Outlook
The euro remains dented by Russia-Ukraine concerns and a firmer US dollar, with eurozone data light today and market focus on ECB communications, including remarks from policymaker Piero Cipollone. The ECB kept rates at 2% on February 5, citing economic resilience, while January inflation cooled to 1.7%—raising questions about the timing of potential rate cuts. Bulgaria’s adoption of the euro adds a longer-term euro-positive backdrop, but near-term momentum for the currency remains constrained by geopolitical risk and energy-market volatility.

[Dataset records about object locations]
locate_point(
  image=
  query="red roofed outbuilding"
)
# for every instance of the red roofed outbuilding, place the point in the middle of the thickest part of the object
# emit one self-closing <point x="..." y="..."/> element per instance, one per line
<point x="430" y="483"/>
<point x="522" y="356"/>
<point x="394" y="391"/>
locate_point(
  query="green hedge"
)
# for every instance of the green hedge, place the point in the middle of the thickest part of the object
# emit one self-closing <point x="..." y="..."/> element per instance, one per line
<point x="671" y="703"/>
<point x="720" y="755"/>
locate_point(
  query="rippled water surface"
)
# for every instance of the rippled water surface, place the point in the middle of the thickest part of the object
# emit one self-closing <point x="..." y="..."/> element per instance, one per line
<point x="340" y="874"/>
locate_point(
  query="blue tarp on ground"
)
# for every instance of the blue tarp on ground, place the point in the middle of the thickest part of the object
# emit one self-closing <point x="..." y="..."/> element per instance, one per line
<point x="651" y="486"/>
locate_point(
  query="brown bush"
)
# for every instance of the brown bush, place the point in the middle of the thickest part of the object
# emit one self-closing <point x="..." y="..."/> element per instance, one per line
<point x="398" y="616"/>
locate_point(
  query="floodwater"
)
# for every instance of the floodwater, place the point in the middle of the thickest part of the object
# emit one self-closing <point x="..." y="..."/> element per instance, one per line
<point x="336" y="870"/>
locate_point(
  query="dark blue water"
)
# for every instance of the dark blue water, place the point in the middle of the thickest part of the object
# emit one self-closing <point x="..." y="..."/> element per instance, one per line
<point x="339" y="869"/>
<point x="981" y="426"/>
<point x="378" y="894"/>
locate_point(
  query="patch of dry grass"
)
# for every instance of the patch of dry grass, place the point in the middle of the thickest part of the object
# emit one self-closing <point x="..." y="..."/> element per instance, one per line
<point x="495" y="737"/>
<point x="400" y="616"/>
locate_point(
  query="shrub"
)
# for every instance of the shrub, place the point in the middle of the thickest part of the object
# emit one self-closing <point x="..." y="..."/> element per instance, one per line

TASK REQUIREMENTS:
Rewrite the paragraph of the euro outlook above that begins "The euro remains dented" as a short bulleted list, keeping its main facts.

RESPONSE TO THE EXERCISE:
- Russia-Ukraine concerns and a firmer US dollar are weighing on the euro.
- Eurozone data is light today, and markets are focused on ECB communications, including remarks from policymaker Piero Cipollone.
- The ECB kept rates at 2% on February 5, citing economic resilience.
- January inflation cooled to 1.7%, raising questions about the timing of potential rate cuts.
- Bulgaria's adoption of the euro is a longer-term positive for the currency.
- Geopolitical risk and energy-market volatility still constrain the euro's near-term momentum.